Exercise requirements → How many lines of the material below contain the string "spray"? Letter case matters, and the reply should be the number alone.

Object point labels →
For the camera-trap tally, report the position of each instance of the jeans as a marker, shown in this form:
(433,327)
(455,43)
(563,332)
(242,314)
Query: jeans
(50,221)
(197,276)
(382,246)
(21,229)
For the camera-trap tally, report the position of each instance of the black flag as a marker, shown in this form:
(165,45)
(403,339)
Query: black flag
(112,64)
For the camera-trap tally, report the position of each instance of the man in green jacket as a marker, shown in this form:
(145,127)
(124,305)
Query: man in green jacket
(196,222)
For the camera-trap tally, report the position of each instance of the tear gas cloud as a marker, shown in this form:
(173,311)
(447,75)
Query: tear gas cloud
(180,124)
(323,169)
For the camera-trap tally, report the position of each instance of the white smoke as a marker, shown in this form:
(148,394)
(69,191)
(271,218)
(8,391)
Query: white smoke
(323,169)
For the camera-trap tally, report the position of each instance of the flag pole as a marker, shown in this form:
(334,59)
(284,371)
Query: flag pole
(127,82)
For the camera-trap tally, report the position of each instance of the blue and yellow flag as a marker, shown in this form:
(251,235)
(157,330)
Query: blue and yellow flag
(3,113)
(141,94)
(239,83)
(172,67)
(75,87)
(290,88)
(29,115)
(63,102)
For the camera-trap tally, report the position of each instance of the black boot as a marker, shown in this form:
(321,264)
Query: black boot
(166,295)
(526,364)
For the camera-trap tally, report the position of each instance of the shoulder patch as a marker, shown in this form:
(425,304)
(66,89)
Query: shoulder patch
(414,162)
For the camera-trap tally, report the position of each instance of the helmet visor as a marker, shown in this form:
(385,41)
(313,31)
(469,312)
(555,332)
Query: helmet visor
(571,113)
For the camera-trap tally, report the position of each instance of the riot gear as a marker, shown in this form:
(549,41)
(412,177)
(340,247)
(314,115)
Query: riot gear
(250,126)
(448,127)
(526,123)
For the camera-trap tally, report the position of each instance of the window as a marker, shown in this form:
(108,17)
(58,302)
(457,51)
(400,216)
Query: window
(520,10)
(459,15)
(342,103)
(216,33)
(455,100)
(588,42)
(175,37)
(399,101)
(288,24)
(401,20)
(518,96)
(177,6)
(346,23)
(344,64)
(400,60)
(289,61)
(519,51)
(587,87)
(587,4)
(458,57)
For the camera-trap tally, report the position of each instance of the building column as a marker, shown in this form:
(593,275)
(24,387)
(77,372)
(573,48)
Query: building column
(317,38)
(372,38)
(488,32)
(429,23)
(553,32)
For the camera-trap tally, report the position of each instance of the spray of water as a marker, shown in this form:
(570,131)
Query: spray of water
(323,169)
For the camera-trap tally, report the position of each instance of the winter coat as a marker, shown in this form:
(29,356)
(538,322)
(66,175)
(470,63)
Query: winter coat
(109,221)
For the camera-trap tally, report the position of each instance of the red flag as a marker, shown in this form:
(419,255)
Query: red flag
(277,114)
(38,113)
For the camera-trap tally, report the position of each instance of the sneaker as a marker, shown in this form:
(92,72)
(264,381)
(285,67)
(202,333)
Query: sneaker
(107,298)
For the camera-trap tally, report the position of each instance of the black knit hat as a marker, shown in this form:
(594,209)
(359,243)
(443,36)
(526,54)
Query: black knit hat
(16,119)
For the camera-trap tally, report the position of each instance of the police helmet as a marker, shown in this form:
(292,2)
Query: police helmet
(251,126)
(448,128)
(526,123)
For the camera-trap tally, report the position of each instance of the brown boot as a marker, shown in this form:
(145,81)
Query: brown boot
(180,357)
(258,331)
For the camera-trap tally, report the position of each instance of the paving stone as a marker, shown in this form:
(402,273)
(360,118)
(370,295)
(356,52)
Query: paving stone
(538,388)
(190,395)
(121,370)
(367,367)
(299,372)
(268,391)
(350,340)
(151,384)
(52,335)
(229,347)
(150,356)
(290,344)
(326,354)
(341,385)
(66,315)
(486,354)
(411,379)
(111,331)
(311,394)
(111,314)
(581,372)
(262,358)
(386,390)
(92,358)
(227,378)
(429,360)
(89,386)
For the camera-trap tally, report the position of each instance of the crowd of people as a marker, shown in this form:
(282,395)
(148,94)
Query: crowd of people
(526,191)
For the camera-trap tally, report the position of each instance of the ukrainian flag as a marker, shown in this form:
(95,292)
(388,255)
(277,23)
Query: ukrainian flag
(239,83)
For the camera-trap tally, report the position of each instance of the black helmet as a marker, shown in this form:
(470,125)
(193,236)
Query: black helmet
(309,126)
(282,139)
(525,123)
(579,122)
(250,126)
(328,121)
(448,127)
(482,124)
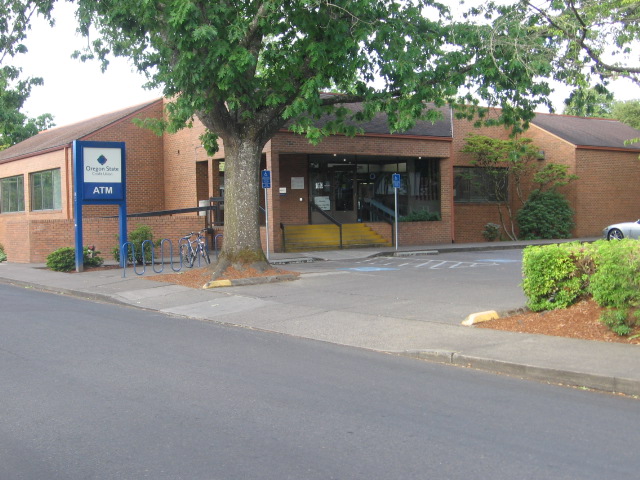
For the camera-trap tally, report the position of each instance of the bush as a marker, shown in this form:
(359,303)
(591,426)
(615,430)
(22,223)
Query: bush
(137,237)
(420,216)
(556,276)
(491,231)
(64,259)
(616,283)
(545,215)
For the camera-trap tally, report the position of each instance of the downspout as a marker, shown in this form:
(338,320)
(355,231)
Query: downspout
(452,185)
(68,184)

...

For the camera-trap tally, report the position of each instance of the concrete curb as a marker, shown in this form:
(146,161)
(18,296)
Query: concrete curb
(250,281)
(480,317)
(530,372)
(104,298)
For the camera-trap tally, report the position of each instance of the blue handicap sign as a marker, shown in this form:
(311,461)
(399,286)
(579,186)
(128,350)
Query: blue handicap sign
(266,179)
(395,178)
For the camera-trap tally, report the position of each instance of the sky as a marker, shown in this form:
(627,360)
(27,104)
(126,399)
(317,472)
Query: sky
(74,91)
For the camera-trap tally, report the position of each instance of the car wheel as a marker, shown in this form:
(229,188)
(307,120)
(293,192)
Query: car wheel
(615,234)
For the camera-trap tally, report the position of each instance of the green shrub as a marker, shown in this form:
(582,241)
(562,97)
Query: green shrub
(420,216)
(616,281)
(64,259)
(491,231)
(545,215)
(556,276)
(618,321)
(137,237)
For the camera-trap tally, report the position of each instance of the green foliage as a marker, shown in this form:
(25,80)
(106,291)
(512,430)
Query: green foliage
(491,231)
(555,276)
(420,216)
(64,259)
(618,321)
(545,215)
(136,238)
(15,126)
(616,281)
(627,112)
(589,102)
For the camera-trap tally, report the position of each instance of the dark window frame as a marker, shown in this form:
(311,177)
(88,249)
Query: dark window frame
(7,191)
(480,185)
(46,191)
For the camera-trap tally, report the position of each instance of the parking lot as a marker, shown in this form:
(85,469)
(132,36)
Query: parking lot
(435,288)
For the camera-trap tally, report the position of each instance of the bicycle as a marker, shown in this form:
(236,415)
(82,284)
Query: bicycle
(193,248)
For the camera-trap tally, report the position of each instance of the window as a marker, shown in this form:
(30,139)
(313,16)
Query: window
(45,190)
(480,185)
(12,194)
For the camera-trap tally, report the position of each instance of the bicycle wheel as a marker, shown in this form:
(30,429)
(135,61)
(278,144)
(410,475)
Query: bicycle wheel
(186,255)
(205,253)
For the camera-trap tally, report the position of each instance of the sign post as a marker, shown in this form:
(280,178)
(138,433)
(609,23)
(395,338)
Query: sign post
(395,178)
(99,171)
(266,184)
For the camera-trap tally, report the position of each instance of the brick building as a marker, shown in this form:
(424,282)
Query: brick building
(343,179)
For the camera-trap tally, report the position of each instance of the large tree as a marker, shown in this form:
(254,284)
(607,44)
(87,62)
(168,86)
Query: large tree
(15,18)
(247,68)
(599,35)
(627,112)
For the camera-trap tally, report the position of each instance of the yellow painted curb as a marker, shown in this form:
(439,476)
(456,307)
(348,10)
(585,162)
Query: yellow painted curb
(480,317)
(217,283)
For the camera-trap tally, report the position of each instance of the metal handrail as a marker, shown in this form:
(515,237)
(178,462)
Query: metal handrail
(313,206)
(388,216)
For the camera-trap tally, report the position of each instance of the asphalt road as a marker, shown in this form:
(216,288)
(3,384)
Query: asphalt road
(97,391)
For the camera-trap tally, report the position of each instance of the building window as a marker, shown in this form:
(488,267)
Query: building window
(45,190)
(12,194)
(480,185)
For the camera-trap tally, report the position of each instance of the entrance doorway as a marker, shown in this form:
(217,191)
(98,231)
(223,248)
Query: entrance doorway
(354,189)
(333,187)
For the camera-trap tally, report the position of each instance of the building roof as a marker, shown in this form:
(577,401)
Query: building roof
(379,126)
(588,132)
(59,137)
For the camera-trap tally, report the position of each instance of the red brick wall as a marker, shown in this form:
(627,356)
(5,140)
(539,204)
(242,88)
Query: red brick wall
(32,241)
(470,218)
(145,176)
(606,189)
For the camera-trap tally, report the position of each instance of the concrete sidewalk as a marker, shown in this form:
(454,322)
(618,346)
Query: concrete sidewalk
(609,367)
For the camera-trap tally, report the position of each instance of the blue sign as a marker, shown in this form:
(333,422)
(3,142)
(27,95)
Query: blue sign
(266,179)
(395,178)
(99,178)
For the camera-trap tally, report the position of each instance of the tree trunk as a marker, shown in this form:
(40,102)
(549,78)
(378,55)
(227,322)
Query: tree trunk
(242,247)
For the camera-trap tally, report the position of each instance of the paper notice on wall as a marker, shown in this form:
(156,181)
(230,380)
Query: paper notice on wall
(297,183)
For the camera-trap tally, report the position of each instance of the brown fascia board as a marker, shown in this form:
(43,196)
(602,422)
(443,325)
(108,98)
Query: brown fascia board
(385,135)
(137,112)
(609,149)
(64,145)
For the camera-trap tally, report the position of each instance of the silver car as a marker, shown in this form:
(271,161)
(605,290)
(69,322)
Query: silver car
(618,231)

...

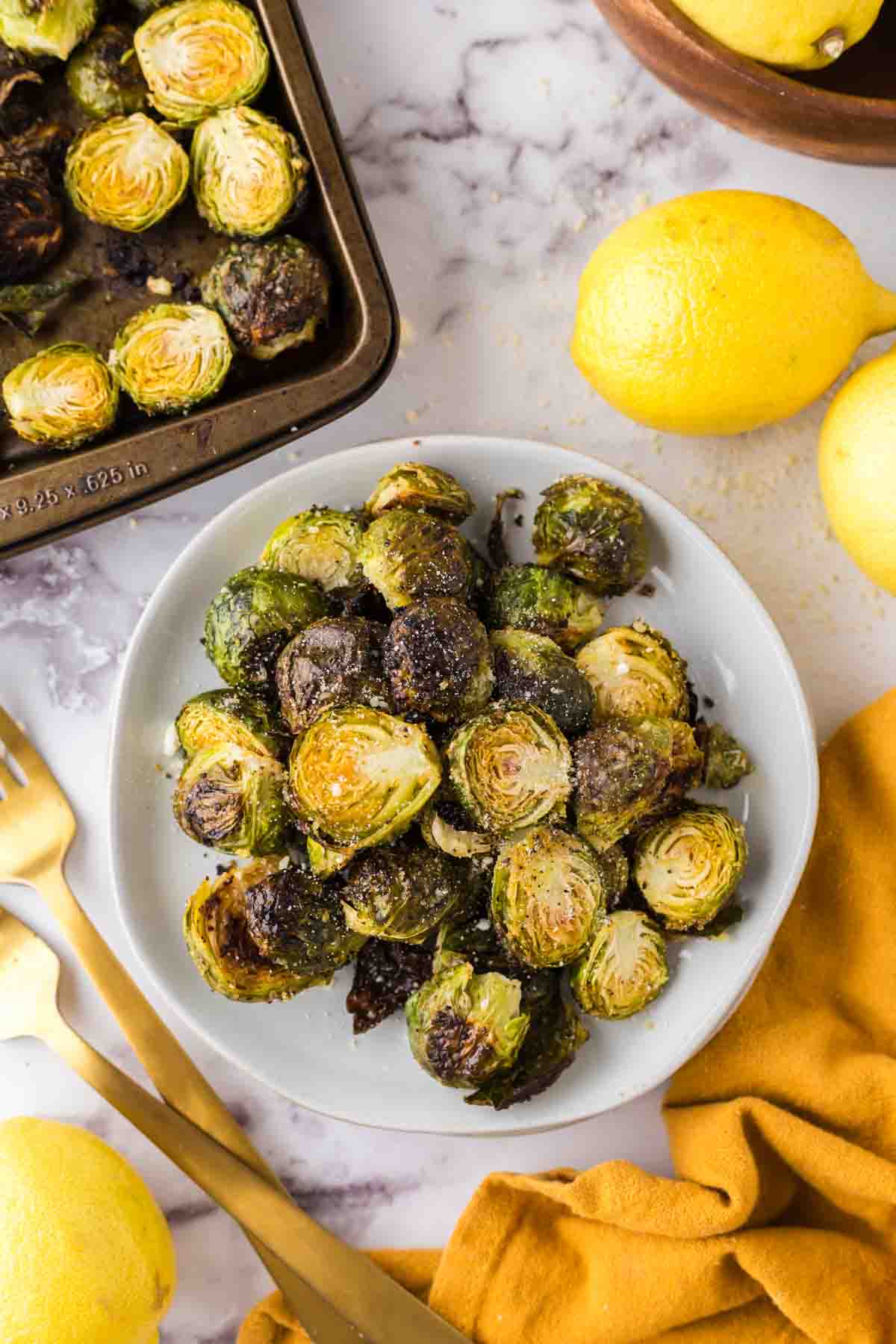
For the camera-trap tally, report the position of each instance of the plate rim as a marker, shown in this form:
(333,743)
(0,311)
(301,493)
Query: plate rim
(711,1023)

Reply to the exercise → 2